Segment Open

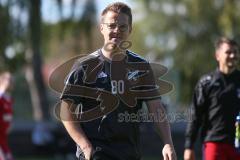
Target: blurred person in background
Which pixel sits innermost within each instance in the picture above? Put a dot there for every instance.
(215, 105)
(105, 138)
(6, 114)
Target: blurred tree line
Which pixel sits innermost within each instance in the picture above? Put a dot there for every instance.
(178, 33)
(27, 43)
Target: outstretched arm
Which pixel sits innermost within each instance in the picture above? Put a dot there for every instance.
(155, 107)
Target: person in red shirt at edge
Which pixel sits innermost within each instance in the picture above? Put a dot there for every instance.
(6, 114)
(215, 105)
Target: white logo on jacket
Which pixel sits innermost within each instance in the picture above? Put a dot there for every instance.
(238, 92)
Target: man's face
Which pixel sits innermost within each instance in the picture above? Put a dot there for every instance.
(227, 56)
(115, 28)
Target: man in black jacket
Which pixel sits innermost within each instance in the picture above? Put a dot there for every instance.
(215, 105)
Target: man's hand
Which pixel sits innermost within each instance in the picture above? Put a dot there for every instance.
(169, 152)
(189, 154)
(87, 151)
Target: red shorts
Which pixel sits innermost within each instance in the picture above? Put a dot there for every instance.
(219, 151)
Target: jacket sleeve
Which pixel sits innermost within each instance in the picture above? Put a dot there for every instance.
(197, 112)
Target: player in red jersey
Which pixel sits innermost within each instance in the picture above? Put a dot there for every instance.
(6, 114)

Segment Closed

■ **PROBLEM STATEMENT**:
Find the lines in the records that contain the word "jacket", then copy every one of them.

■ **RESPONSE TO THE EXERCISE**:
Target: white logo on jacket
Target: man in black jacket
Target: jacket sleeve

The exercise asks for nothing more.